Records excerpted from a collection:
———

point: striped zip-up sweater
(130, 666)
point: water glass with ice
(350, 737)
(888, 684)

———

§ **TASK REQUIREMENTS**
Set all the entries above down again exactly.

§ **ANSWER**
point: striped zip-up sweater
(130, 666)
point: water glass with ice
(350, 737)
(888, 684)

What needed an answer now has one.